**Texto extraído**
● ● ● ●

Confesso que não esperava você preso do outro lado da linha. Eu ainda sonhava quando você me ligou. Disse casos besteiras, me cercou, mas não fez perguntas... eu ainda dormia, mas repetia palavras que havia aprendido um dia antes no programa sensacionalista a que assisti. Eu não me lembrava de nada... E não consigo recordar o que você me explicou, com paciência, àquela hora do dia. Era alguma tese que defendia? Era uma maneira de se desculpar? Eu desliguei o telefone primeiro. Dobrei o edredon e o meu pijama, arrumei a cama e fiz uma foto de mim mesmo. Você não me reconhece mais...

P.S: "Não te reconheço mais/ Tuas roupas são outras/ E soltas de mim/ As palavras da tua boca" ("Às Vezes Nunca", de Christiaan Oyens e Zélia Duncan)

segunda-feira, junho 09, 2008

Caminhando e cantando - 88

Eu canto versos próprios... muitos deles inventados por pessoas que não conheço, cujos nomes me esqueço no meio da frase. Cansei de repetir as mesmas rimas... você não sabe mais a seqüência das notas musicais do meu violão. Eu canto. Eu caminho... digo frases com começo, mas sem fim... eu sei aonde quero chegar. Pode ser no meio da confusão ou na praia cinzenta, cheia de concreto de uma avenida contente. No mapa, não te localizo mais... em que mundo eu vivo? Nem eu quero saber...

sexta-feira, junho 06, 2008

Passagem só de ida - 87

Não perguntei se você iria me acompanhar... Apenas peguei meus segredos mais seguros, os coloquei na mochila e peguei o primeiro avião. O destino? Nem eu sei... só sei que aqui é lindo, há rostos muito diferentes do seu e há novidades pelo chão. Assim, me esqueço de seus esquecimentos... simples assim. A casa onde estou hospedado é aconchegante. Há quadros espalhados pelas paredes... fotos de lugares que ainda irei visitar: uma montanha, uma praia e uma caverna, onde você ainda está...

● ● ● ●

**Linhas de dados**

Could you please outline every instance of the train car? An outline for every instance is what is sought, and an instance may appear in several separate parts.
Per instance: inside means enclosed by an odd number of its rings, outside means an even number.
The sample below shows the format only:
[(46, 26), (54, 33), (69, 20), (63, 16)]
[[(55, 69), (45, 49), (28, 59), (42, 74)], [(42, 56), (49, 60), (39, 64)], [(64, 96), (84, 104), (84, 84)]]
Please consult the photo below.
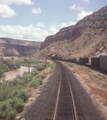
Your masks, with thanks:
[(107, 71), (107, 54), (100, 55), (99, 57), (99, 67), (103, 71)]
[(85, 63), (89, 63), (89, 58), (88, 57), (80, 57), (79, 58), (79, 63), (81, 65), (85, 64)]
[(92, 57), (91, 58), (91, 66), (92, 66), (92, 68), (99, 69), (99, 60), (100, 60), (99, 57)]

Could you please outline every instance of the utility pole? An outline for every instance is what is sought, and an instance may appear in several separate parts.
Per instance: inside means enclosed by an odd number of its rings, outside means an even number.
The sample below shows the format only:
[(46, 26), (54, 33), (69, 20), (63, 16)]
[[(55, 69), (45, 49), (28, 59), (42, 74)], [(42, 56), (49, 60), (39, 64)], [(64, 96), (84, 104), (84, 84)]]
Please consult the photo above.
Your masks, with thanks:
[(30, 62), (28, 61), (28, 72), (30, 73)]
[(47, 56), (45, 55), (45, 67), (47, 67)]

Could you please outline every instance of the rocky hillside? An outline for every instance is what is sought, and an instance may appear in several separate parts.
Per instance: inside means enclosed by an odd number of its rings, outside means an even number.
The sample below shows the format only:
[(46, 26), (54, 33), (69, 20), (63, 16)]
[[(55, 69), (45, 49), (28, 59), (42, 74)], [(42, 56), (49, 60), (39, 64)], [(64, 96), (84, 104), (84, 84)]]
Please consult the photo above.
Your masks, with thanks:
[(41, 45), (40, 55), (62, 54), (64, 56), (94, 56), (106, 53), (107, 6), (86, 16), (76, 25), (61, 29), (48, 36)]
[(40, 49), (41, 42), (0, 38), (0, 56), (33, 55)]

● ● ● ●

**Objetivos**
**1.** Liste, um por linha, todos os versos citados no P.S. do texto do blog.
**2.** Atualize o texto do blog: reescreva tudo de "sexta-feira, junho 06, 2008" até "você ainda está...", substituindo "avião" por "trem".
**3.** Prossiga com o texto do blog a partir do ponto em que ele termina.
A listagem é um material à parte, sem relação com o texto do blog.

**Respostas**
**1.**
Não te reconheço mais
Tuas roupas são outras
E soltas de mim
As palavras da tua boca

**2.**
sexta-feira, junho 06, 2008

Passagem só de ida - 87

Não perguntei se você iria me acompanhar... Apenas peguei meus segredos mais seguros, os coloquei na mochila e peguei o primeiro trem. O destino? Nem eu sei... só sei que aqui é lindo, há rostos muito diferentes do seu e há novidades pelo chão. Assim, me esqueço de seus esquecimentos... simples assim. A casa onde estou hospedado é aconchegante. Há quadros espalhados pelas paredes... fotos de lugares que ainda irei visitar: uma montanha, uma praia e uma caverna, onde você ainda está...

**3.**
terça-feira, junho 03, 2008

É frio - 86

O que adianta termos o mesmo signo? O que adianta você ter anotado em seu coração o meu telefone? O que adianta promessas não cumpridas? Está frio e você nem se preocupa se estou protegido do monstro do armário. Irrita-me a sua (in)capacidade de pensar que não precisa assinar o livro de visitas. Não diga que a caneta não funciona: há tantas possibilidades. Quando eu te visitei, não havia lápis, caneta, nada, mas, mesmo assim, deixei assinaladas as minhas impressões digitais na cadeira, no sofá, na cama, em suas mãos...

P.S: "Qual é seu nome eu sei/Tempo de frio prazer/O mesmo nome hei de ter/Frio que rasga os lábios meus" ("Signo de Câncer", de Otávio Toledo, cantada por Bruna Caram)

domingo, junho 01, 2008

Quartos vazios - 85

Eu vou voltar para revirar o quarto vazio. Vou procurar na parede nua as marcas das minhas costas. Será que encontrarei as impressões digitais na janela? Será que respirarei o ar que deixou lá dentro? Conversarei comigo mesmo... tentarei entender, ao menos, por que continuo arrumando este dormitório tão quieto... não há mais objetos soltos pelo chão, não há dinheiro jogado sobre a cama, não há toalha pendurada na porta, não há mais chinelos e sapatos, que denunciavam por onde andava. Praia, campo, terra batida sofrida... nem mesmo os vestidos longos, alguns sujos de suor, podem ser vistos por aqui... não há mais nada. Eu não trago mais nada, embora sempre volte para rever os dois quartos vazios...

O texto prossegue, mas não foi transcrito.